# Looking for Flash for GH£, YONGNUO Speedlite YN560 II looks promosing



## funkytwig (Dec 28, 2012)

Hi,  I mainly use my Panasonic GH3 for Video but also would like to use it for stills so am looking for a flash unit.  Was wondering what people recommend?  I did find the YONGNUO Speedlite YN560 II which looks quite good but dont think is does TTL.  From what I can gather only the Metz and Panasonic ones do.  Can I use Olympus flashes to do TTL metering with the GH3?

Ben

PS I am on a bit of a budget which is why I am looking at the YONGNUO.


----------



## Buckster (Dec 28, 2012)

Yongnuo has a couple of flashes out now that are capable of providing ETTL, if you really think you need that feature:

Amazon.com: Yongnuo ETTL

I have a couple of the YN-565EX ETTL models and they work great alongside my genuine Canon 580 EXII flashes.


----------



## funkytwig (Dec 28, 2012)

Buckster said:


> Yongnuo has a couple of flashes out now that are capable of providing ETTL, if you really think you need that feature:
> 
> Amazon.com: Yongnuo ETTL
> 
> I have a couple of the YN-565EX ETTL models and they work great alongside my genuine Canon 580 EXII flashes.



I was asking about Panasonic GH3, I know there are versions of there flashes that do ETTL with Nikon and Canon but do not believe they do a similar one for GH2/3.   

You seem to be implying ETTL is not really necessary, can you please expand on this (I have done very little flash photography).

Ben


----------



## Buckster (Dec 28, 2012)

funkytwig said:


> Buckster said:
> 
> 
> > Yongnuo has a couple of flashes out now that are capable of providing ETTL, if you really think you need that feature:
> ...


Ah, yes... Panasonic TTL.  Sorry about that.  I have no idea what's available for Panasonic cameras in that regard.

As for not needing TTL on flashes, while I find it can be handy in certain "run and gun" situations, like at parties, for the most part I don't find a need or even desire to use it, preferring to dial in what I want specifically for each flash used in the shoot instead while setting up.   Then again, I'm mostly a studio shooter who prefers total control over every aspect of the shoot, including every light involved.

It's probably due to me having learned that way on gear from the 60's and 70's that didn't have the luxury of "auto" this and that, including TTL for flashes.  Also, when I'm using studio strobes rather than speedlights, it's necessary (given studio strobes I use) to dial them in by hand.


----------



## greybeard (Dec 28, 2012)

To avoid disappointment, get the Panasonic flash made for your camera.


----------



## funkytwig (Dec 28, 2012)

greybeard said:


> To avoid disappointment, get the Panasonic flash made for your camera.



Are you saying the Metz ones are not worth considering, I have always found them to be excellent with Canon.


----------

- [Stated task 1]:
Answer these questions from the GH3 flash thread, one line each:
(a) Which Yongnuo model does Buckster say he has a couple of?
(b) What does greybeard advise buying to avoid disappointment?
(c) What reason does funkytwig give for looking at the Yongnuo?
- [Stated task 2]: Condense the paragraph of the GH3 flash thread that begins "As for not needing TTL on flashes" into a short bulleted list that keeps its main points.
- [Stated task 3]: Name every manufacturer of cameras or flashes mentioned in the GH3 flash thread.

- [Provided data]:
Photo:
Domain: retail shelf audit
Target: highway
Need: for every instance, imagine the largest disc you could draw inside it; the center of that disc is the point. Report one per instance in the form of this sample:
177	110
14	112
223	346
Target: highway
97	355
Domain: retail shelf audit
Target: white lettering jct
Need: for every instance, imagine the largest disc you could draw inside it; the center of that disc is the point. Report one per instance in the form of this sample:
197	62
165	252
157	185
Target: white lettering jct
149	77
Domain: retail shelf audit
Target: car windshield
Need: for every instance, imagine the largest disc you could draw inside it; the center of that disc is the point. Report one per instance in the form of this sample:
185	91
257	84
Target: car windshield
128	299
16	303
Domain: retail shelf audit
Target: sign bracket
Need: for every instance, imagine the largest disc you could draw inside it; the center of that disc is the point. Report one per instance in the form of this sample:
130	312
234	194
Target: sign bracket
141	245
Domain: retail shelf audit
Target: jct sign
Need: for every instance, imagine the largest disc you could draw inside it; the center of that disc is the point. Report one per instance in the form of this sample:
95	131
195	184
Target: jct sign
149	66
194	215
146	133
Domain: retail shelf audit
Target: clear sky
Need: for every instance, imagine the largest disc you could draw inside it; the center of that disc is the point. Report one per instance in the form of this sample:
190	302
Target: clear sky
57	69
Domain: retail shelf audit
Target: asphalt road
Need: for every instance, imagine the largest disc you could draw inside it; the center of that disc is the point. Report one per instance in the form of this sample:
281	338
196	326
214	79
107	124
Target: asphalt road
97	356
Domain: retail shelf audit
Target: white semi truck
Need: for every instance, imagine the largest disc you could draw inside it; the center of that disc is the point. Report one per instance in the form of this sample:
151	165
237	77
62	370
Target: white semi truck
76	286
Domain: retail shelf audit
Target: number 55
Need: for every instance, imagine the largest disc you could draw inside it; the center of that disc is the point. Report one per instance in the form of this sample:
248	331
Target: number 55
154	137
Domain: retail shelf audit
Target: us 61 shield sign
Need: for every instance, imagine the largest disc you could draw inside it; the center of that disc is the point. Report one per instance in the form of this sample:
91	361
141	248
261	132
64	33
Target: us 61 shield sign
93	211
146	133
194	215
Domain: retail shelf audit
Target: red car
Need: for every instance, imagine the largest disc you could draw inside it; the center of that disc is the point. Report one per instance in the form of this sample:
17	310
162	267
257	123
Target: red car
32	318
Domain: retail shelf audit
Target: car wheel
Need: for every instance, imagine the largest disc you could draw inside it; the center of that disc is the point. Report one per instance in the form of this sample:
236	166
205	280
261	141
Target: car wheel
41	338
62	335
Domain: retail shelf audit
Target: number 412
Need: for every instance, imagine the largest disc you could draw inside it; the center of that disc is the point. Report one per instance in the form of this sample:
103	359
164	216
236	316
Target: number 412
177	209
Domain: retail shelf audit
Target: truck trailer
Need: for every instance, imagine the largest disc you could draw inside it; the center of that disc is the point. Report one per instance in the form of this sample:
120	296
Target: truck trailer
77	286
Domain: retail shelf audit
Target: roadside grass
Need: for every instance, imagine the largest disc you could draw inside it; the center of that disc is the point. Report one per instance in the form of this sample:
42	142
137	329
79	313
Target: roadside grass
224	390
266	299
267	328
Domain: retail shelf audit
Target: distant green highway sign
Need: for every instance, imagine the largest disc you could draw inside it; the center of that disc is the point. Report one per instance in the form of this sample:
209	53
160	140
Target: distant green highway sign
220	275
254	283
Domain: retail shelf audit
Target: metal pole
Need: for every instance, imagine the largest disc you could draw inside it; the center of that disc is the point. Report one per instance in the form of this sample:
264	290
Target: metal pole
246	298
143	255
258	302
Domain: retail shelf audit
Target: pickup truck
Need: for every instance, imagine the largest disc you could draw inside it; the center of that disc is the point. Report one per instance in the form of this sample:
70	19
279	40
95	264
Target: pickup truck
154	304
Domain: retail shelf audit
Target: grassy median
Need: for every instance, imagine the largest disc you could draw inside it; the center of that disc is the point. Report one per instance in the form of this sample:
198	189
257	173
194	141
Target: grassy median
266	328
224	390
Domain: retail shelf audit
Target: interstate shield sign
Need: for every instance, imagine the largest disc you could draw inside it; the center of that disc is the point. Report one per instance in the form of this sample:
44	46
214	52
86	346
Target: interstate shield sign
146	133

- [Final answer 1]:
(a) The YN-565EX ETTL model.
(b) The Panasonic flash made for the camera.
(c) Being on a bit of a budget.

- [Final answer 2]:
- TTL can be handy in "run and gun" situations such as parties.
- For most shoots, he has no need or desire to use it.
- He prefers to dial in each flash by hand while setting up.
- He is mostly a studio shooter who wants total control over every light.

- [Final answer 3]: Panasonic, Yongnuo, Metz, Olympus, Nikon, Canon